_Stated task_
Copy out the rows below without any changes, starting at the first one and ending at the line that contains "[(103, 94)]".

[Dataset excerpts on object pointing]
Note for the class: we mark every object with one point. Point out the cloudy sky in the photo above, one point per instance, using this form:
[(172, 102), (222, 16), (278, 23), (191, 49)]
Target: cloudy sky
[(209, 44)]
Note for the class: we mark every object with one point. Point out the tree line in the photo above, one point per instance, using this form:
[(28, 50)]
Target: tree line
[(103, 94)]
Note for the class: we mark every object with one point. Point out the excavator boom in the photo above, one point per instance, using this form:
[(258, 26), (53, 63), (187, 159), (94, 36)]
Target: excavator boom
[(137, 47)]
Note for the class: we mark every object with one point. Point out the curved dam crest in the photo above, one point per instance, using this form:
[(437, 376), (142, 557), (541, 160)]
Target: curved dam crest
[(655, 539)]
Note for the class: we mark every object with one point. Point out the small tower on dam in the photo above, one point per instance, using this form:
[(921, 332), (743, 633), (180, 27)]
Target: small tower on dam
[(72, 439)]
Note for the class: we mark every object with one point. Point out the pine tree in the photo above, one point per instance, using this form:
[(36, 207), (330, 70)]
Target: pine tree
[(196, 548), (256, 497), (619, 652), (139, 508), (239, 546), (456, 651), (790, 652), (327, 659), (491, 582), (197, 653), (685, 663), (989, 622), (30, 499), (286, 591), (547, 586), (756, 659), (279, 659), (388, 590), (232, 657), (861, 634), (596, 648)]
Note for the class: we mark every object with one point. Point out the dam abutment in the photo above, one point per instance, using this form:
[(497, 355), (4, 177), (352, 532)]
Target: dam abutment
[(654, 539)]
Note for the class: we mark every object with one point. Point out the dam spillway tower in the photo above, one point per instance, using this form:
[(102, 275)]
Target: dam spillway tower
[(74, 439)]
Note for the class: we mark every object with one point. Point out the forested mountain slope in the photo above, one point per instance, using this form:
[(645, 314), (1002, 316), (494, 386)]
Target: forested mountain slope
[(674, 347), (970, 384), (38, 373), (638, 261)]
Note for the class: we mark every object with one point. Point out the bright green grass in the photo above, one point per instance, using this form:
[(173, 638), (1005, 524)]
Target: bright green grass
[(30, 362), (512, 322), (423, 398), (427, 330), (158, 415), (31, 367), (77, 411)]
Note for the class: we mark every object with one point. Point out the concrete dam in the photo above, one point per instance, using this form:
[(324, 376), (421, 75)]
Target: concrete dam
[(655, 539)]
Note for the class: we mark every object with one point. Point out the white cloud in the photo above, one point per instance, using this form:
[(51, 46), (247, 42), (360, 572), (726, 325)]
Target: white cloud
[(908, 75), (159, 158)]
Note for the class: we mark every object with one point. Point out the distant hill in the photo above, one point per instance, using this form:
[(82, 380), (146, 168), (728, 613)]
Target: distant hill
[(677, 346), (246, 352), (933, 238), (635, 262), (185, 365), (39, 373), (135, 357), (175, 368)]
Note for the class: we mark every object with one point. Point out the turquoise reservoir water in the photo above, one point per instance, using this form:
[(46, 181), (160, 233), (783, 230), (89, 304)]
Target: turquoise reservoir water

_Completed task_
Note for the class: we mark every object with one point. Point out the cloudy sky in the photo above, one point per instance, using this form:
[(172, 102), (222, 16), (278, 23), (191, 49)]
Target: cloudy sky
[(209, 44)]
Note for the class: we mark every object with one point. Point out the tree line in the photo above, one point per instance, using this form:
[(28, 50)]
Target: tree line
[(103, 94)]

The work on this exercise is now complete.